Source records:
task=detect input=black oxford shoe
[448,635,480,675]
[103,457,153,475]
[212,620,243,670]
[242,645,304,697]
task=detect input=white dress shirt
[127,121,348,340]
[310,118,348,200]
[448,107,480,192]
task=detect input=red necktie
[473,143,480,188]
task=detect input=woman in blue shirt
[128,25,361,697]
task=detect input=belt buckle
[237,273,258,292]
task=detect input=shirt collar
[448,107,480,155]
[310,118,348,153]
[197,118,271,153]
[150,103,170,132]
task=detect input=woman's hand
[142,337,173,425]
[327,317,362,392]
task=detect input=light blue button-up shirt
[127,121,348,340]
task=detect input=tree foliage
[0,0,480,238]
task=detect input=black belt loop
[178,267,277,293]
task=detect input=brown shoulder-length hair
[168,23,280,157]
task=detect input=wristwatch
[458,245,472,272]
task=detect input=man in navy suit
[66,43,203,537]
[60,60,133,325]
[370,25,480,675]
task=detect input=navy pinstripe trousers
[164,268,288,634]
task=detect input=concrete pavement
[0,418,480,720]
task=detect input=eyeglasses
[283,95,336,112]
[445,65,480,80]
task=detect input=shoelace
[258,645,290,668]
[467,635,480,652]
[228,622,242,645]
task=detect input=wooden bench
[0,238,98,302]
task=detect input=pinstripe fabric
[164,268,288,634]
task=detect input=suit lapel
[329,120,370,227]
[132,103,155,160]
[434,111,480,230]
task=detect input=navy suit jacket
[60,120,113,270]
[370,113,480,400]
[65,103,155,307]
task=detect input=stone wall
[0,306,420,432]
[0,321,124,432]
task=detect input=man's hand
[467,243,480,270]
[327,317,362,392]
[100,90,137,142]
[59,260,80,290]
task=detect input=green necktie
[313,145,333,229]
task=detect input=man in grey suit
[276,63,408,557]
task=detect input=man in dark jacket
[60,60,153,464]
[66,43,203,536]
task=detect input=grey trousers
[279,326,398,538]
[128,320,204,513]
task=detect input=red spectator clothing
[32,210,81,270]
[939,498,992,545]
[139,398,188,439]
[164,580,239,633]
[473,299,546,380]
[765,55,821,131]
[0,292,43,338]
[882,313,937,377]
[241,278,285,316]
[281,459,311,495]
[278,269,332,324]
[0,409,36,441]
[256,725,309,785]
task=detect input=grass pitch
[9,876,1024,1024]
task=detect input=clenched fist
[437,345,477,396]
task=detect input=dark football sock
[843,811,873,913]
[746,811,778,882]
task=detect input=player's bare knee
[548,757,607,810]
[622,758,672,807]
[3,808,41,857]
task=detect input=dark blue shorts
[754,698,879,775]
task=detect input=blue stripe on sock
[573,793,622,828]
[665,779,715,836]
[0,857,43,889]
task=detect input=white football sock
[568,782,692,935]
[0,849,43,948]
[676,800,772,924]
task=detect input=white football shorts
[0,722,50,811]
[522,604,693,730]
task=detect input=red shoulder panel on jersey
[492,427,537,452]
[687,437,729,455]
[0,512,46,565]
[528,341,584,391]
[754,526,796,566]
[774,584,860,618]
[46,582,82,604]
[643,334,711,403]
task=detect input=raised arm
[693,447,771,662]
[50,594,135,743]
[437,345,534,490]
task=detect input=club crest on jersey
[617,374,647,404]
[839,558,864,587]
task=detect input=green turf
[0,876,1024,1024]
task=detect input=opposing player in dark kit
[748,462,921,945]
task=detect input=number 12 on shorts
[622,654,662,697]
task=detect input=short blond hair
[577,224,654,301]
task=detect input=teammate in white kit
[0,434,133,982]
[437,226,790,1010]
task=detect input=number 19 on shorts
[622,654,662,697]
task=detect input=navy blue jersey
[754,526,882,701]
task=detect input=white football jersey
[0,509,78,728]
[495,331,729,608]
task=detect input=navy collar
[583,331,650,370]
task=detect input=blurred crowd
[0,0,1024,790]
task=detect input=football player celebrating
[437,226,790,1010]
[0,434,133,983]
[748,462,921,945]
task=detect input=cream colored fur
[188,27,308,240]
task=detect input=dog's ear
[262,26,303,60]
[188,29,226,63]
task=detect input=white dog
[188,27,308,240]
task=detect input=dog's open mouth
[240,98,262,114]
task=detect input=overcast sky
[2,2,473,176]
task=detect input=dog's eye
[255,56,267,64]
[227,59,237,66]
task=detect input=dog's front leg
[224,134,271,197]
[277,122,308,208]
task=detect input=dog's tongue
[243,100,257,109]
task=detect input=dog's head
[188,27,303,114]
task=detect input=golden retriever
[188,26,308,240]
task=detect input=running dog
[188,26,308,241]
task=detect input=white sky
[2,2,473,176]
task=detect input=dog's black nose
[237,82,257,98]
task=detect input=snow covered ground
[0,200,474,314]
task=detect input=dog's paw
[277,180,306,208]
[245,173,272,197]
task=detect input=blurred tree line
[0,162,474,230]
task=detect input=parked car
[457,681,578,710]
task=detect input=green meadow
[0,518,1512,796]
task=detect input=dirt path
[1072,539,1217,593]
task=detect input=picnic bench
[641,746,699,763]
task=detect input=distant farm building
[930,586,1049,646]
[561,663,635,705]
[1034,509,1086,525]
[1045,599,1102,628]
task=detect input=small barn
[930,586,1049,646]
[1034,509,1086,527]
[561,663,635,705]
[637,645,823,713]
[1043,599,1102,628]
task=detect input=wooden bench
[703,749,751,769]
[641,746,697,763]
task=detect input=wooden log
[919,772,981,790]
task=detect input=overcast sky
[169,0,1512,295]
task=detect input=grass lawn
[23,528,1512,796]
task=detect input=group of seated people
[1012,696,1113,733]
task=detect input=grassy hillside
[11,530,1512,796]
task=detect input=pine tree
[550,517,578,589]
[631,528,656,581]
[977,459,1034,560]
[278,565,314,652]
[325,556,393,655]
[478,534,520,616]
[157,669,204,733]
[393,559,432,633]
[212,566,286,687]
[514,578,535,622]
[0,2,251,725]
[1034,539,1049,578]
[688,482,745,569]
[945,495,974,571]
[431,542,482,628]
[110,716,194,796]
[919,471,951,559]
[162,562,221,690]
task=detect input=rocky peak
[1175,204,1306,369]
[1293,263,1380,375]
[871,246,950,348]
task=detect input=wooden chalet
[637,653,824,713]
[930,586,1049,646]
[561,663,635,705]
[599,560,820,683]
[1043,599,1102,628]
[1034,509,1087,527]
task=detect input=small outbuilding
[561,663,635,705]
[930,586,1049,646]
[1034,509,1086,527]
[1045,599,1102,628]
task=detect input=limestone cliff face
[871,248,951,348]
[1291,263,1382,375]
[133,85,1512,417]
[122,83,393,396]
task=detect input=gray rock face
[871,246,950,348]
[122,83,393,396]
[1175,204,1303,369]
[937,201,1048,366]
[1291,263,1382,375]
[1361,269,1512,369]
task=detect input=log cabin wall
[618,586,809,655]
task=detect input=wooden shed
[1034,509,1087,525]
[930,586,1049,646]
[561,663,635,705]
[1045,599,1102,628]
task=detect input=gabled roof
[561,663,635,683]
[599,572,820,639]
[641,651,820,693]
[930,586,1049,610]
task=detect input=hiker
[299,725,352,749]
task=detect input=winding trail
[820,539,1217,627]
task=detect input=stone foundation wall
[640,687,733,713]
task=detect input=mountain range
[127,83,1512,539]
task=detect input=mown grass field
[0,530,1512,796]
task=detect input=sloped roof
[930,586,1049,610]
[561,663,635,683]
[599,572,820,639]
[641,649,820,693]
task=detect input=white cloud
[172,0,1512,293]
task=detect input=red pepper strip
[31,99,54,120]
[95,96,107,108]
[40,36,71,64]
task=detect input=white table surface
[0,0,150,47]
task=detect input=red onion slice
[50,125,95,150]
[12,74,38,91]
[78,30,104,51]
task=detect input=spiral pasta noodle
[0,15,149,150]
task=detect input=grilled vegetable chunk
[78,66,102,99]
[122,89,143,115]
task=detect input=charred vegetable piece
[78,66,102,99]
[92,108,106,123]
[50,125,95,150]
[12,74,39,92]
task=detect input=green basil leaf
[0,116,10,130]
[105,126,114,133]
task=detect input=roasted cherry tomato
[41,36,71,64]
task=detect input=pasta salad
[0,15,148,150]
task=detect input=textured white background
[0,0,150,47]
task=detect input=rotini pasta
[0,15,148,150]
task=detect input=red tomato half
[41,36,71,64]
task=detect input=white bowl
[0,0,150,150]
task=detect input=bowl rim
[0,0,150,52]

TASK DESCRIPTION
Reproduce verbatim the items beginning with the line that contains "task=detect input=gabled roof" and continuing through the final line of the items, both ends included.

TASK ANSWER
task=detect input=gabled roof
[561,663,635,683]
[599,572,820,639]
[641,651,820,693]
[930,586,1049,610]
task=detect input=hiker
[299,725,352,749]
task=detect input=winding trail
[820,539,1217,627]
task=detect input=stone foundation wall
[640,687,733,713]
task=detect input=mountain range
[127,83,1512,539]
task=detect input=mown grass field
[0,530,1512,796]
task=detect input=sloped roof
[930,586,1049,610]
[561,663,635,683]
[599,572,820,639]
[641,649,820,693]
task=detect input=white cloud
[172,0,1512,293]
task=detect input=red pepper strip
[31,99,54,120]
[95,96,107,108]
[40,36,71,64]
task=detect input=white table surface
[0,0,150,47]
task=detect input=red onion slice
[50,125,95,150]
[12,74,38,91]
[78,30,104,51]
task=detect input=spiral pasta noodle
[0,15,149,150]
task=detect input=grilled vegetable chunk
[78,66,102,99]
[122,89,143,115]
task=detect input=charred vegetable piece
[78,66,102,99]
[92,108,106,123]
[50,125,95,150]
[12,74,39,92]
task=detect input=green basil leaf
[0,116,10,130]
[105,126,114,133]
task=detect input=roasted cherry tomato
[41,36,71,64]
task=detect input=pasta salad
[0,15,148,150]
task=detect input=textured white background
[0,0,150,47]
task=detect input=rotini pasta
[0,15,148,150]
task=detect input=red tomato half
[41,36,71,64]
task=detect input=white bowl
[0,0,150,150]
task=detect input=bowl rim
[0,0,150,52]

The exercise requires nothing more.